If the software is locally hosted, you can learn a new system and transition over to it on your own schedule, instead of being pushed into the deep end of the pool on day 1.



-- Nathan



From: Af [mailto:af-boun...@afmug.com] On Behalf Of ch...@wbmfg.com
Sent: Tuesday, October 17, 2017 2:04 PM
To:af@afmug.com
Subject: Re: [AFMUG] Sonar



Export backups as CSV and you can re-import it into any database. You will only be screwed for a very short time.



From: Nathan Anderson

Sent: Tuesday, October 17, 2017 2:13 PM

To:af@afmug.com

Subject: Re: [AFMUG] Sonar



I have to say that I'm partially with Matt on this one.



It's really not about access to your own data, although that can certainly be a component depending on how things are designed. It sounds like perhaps Sonar has no problem giving you reasonable access to exports of your data for you to backup yourself, and for the moment, I'm going to give them the benefit of the doubt on this.



I don't think I have to convince anyone how critical billing software is to an organization. If it screws up or stops working, you are losing money, and fast.



The SaaS model has some clear benefits to both parties (developer and user), but it has an equal number of new downsides as well. One big-E-on-the-eyechart one is what happens if the product is discontinued, either because the parent company/developers go out of business or for some other reason.



In the traditional software licensing and hosting model, where you use your own computing resources to execute the code, if the development company goes out of business one day, the software that you still possess a copy of does not suddenly become less useful to you. Sure, you won't get future upgrades and fixes to the product from the vendor, but at least you have some time to figure out what your options are and how you want to proceed, and you can migrate to a new platform on YOUR OWN timetable, not someone else's. And in the meantime, your business operations are not negatively impacted.



In the SaaS model, it doesn't matter if you have a complete, unabridged, and up-to-date export of the data: when the product is discontinued without warning, and the company shuts down the software servers, YOU ARE SO SCREWED. That data export does you zero good if you don't have product to process and interpret and act on it. In the case of billing software, this means you are not collecting payments for service from your customers, which is a big problem. Even if you could find a suitable replacement for the software the next day, you still have to figure out how to massage the data export you do have so that the new software can import it, work through the inevitable imperfections of that import (certain fields from the export that don't map cleanly to fields in the new product), learn a new piece of software from scratch, and figure out how to get by or work around issues resulting from "feature X" that you depended heavily on in the old software but which no longer exists in any form in the new one. Things WILL be complete chaos for a while; there's no way around this.

# RECORD EXCERPTS
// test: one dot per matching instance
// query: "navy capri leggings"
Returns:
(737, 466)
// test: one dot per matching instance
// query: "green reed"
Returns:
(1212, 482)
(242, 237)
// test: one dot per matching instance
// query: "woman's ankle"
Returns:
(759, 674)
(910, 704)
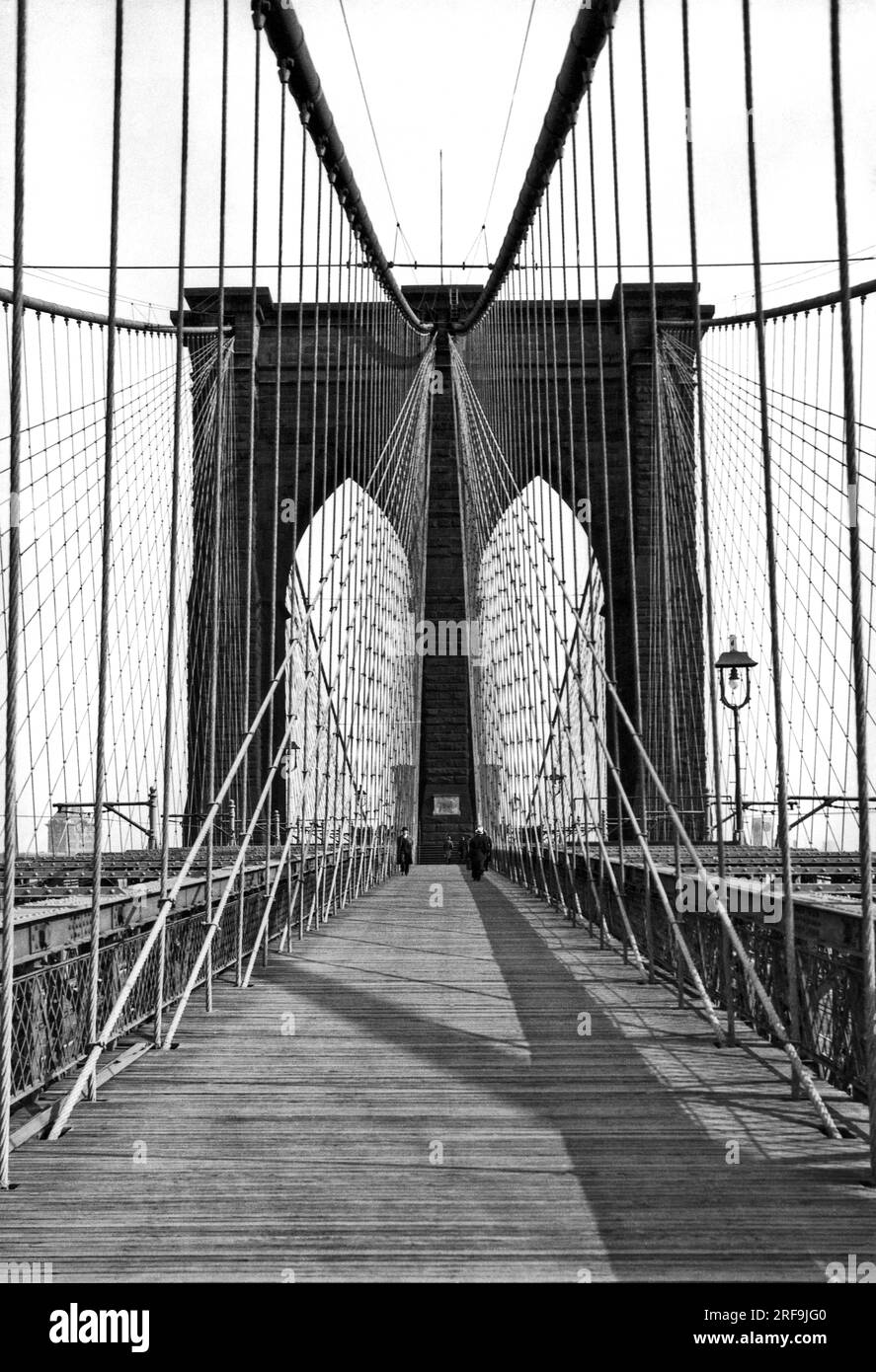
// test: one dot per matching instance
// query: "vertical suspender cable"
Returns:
(217, 499)
(858, 657)
(275, 516)
(175, 519)
(10, 838)
(628, 457)
(781, 780)
(106, 548)
(707, 571)
(250, 490)
(660, 457)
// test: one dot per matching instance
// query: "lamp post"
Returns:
(729, 665)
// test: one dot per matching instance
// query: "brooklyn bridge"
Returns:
(540, 545)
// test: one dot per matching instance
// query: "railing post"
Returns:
(10, 836)
(153, 819)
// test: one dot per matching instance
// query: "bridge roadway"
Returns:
(436, 1114)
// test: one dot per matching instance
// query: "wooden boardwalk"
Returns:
(437, 1114)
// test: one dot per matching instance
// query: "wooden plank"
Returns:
(268, 1144)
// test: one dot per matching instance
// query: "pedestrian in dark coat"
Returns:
(479, 851)
(404, 852)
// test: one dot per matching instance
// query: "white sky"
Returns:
(439, 76)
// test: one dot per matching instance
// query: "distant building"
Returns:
(70, 832)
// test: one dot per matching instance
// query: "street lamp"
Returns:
(729, 665)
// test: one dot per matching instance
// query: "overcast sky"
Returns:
(439, 76)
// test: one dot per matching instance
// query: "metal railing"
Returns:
(49, 1024)
(829, 943)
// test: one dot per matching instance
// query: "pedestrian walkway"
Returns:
(445, 1083)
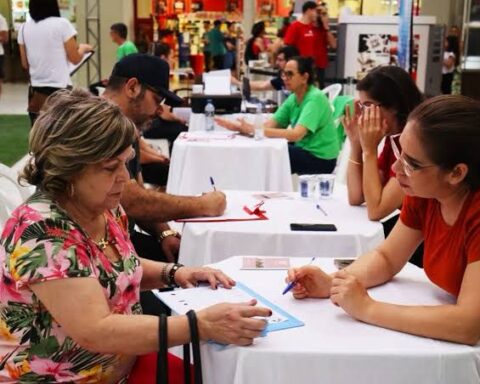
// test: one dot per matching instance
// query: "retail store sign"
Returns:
(404, 33)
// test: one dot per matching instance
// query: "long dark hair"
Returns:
(42, 9)
(448, 129)
(392, 87)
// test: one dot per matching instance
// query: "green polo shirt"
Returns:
(315, 114)
(127, 48)
(216, 41)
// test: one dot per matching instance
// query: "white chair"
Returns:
(12, 194)
(332, 91)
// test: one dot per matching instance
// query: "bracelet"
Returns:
(164, 274)
(168, 232)
(171, 274)
(354, 161)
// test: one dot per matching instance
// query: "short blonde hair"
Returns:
(74, 129)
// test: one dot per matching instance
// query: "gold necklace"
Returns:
(104, 242)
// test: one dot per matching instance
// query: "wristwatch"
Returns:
(171, 274)
(168, 232)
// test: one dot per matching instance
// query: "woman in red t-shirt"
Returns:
(438, 170)
(387, 95)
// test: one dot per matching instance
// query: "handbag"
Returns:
(165, 368)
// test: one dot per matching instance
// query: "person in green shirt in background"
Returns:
(216, 41)
(314, 144)
(118, 33)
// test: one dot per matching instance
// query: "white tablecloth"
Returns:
(240, 163)
(197, 120)
(333, 348)
(204, 243)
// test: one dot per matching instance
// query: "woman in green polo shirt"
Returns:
(314, 144)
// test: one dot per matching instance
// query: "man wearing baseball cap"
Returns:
(138, 85)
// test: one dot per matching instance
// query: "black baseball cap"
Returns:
(150, 71)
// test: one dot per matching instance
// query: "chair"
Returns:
(332, 91)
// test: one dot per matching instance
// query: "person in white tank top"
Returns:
(47, 44)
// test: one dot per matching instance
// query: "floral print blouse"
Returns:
(40, 242)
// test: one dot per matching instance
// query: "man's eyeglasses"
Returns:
(407, 167)
(158, 98)
(287, 74)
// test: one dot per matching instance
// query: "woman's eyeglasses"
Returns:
(287, 74)
(367, 104)
(407, 167)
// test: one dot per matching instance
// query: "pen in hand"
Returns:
(292, 283)
(213, 183)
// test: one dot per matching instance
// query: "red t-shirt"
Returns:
(385, 162)
(448, 249)
(310, 41)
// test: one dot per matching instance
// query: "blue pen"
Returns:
(292, 283)
(213, 183)
(321, 210)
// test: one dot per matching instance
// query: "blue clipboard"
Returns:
(291, 321)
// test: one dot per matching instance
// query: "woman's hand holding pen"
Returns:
(213, 203)
(348, 293)
(310, 281)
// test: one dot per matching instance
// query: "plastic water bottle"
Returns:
(258, 124)
(209, 115)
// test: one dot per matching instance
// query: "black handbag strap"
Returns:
(162, 359)
(195, 340)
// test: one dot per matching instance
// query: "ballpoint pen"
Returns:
(321, 209)
(213, 183)
(292, 283)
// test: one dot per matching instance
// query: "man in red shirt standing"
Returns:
(311, 36)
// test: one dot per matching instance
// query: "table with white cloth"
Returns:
(210, 242)
(196, 121)
(333, 347)
(233, 161)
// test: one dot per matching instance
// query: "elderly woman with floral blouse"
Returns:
(70, 278)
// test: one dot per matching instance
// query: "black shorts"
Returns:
(2, 73)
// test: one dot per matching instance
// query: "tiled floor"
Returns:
(14, 99)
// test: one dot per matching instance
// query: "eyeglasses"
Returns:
(287, 74)
(407, 167)
(158, 98)
(367, 104)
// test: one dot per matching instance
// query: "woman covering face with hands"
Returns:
(386, 96)
(438, 170)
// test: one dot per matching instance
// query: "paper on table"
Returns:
(182, 300)
(233, 212)
(217, 82)
(207, 136)
(255, 262)
(271, 195)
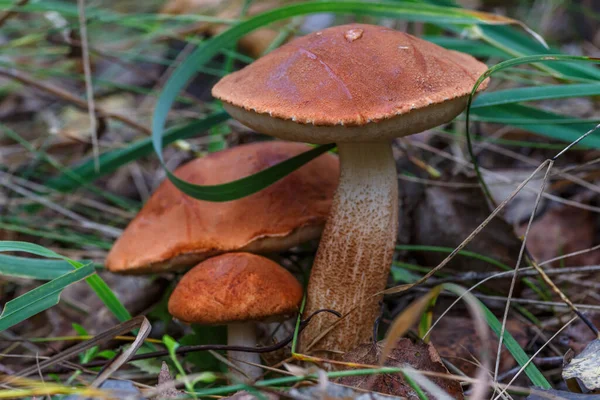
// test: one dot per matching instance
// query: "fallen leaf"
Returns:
(553, 235)
(583, 371)
(420, 356)
(457, 341)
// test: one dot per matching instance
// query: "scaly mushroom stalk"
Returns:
(243, 334)
(360, 84)
(356, 249)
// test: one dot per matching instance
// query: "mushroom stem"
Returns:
(356, 250)
(243, 334)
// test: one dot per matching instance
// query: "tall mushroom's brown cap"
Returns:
(354, 82)
(173, 230)
(235, 287)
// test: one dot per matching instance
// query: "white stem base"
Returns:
(356, 249)
(243, 334)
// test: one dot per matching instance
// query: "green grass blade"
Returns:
(207, 50)
(96, 283)
(32, 248)
(108, 162)
(108, 297)
(251, 184)
(40, 298)
(537, 378)
(534, 93)
(518, 44)
(474, 47)
(34, 268)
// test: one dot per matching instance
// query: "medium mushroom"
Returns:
(237, 289)
(359, 86)
(174, 231)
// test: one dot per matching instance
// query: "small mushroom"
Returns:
(359, 86)
(237, 289)
(174, 231)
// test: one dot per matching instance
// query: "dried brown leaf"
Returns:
(456, 339)
(420, 356)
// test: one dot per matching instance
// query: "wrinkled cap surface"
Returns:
(235, 287)
(173, 230)
(353, 76)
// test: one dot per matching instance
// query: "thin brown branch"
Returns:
(64, 95)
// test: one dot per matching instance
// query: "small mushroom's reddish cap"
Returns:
(235, 287)
(385, 82)
(174, 231)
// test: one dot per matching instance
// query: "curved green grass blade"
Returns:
(40, 298)
(34, 268)
(537, 378)
(96, 283)
(207, 50)
(534, 93)
(248, 185)
(108, 162)
(534, 59)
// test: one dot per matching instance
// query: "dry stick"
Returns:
(89, 88)
(552, 197)
(67, 96)
(207, 347)
(544, 276)
(533, 356)
(575, 253)
(517, 266)
(5, 181)
(528, 271)
(403, 288)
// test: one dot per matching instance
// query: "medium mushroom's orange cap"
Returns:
(235, 287)
(174, 231)
(351, 75)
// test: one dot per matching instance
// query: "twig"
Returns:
(528, 271)
(517, 266)
(207, 347)
(67, 96)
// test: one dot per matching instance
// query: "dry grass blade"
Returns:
(68, 97)
(122, 358)
(89, 88)
(402, 288)
(533, 356)
(517, 266)
(78, 348)
(405, 320)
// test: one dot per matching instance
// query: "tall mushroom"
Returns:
(236, 289)
(174, 231)
(359, 86)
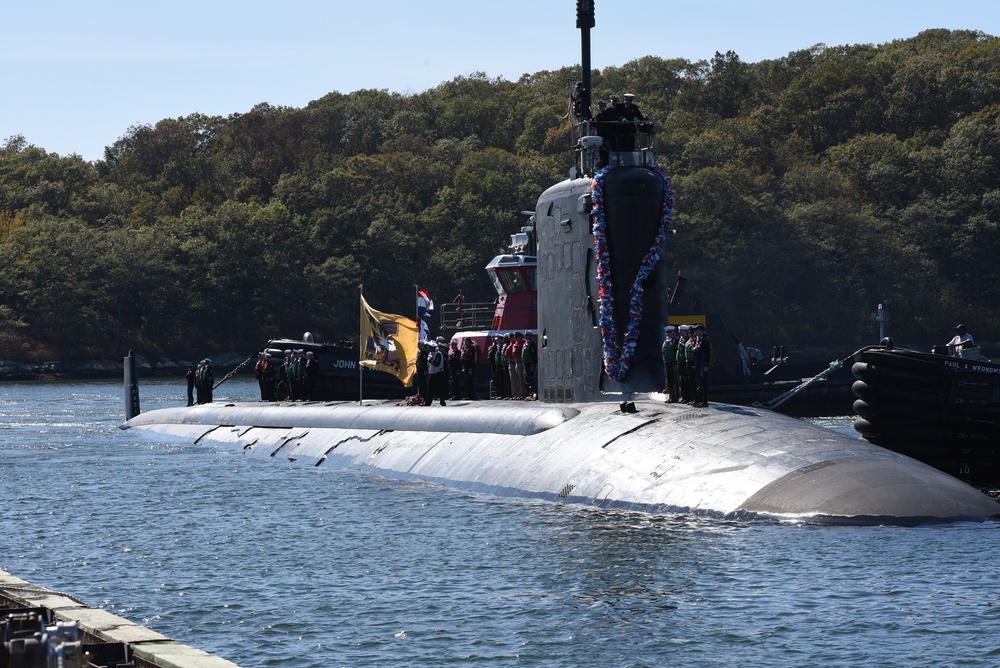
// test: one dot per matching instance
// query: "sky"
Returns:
(75, 76)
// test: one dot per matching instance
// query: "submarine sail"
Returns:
(601, 306)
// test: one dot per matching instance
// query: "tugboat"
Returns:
(600, 434)
(935, 407)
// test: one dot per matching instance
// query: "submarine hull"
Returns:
(723, 461)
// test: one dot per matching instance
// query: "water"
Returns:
(267, 564)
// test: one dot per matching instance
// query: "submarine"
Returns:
(601, 433)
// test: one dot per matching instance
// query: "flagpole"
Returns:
(361, 351)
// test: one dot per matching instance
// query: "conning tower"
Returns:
(602, 289)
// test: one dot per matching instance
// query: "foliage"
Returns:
(810, 188)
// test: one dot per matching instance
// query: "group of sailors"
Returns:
(514, 363)
(687, 353)
(620, 108)
(293, 378)
(446, 371)
(200, 380)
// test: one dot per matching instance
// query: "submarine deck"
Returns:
(723, 460)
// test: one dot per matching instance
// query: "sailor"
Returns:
(703, 357)
(612, 112)
(491, 357)
(962, 339)
(506, 350)
(205, 381)
(470, 355)
(578, 106)
(669, 353)
(437, 378)
(423, 350)
(312, 373)
(455, 369)
(191, 377)
(270, 383)
(685, 392)
(258, 373)
(629, 111)
(529, 358)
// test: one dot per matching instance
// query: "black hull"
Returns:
(829, 397)
(944, 411)
(339, 379)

# SET TASKS
1 – In the email discussion of Sonar, in what format should backups be exported so they can be re-imported into any database?
2 – Write the next part of the email discussion of Sonar, picking up right after its final sentence.

# TASK ANSWERS
1 – CSV.

2 –
We are actively looking for a new billing platform, and in the meantime we have been running a piece of software that we bought and implemented back when it was in active development but which has now been discontinued for years. The reason that this is even possible is because it is self-hosted. Back when this product was being developed, it was very popular and sold very well. Nothing is "too big to fail"...nothing. Heck, Google has shitcanned their fair share of services over the years after deeming them inviable, leaving devoted users of them high-and-dry.



That we have personally experienced having a billing software vendor go belly-up gives us great pause when it comes to evaluating our options in the hosted/cloud space. This is not to say that we would never consider billing-in-the-cloud, but it would have to be awfully compelling, and I think it would greatly help if there were certain guarantees in place. One example would be if the developer held the source code of the software in escrow, to be automatically released if a "dead man's switch" were tripped. I suspect this is what Matt has in mind when he talks about "contracts" -- they are not just about protecting the seller, but about protecting both parties.



-- Nathan



From: Af [mailto:af-boun...@afmug.com] On Behalf Of Matt Hoppes
Sent: Tuesday, October 17, 2017 11:37 AM
To:af@afmug.com
Subject: Re: [AFMUG] Sonar



Local install.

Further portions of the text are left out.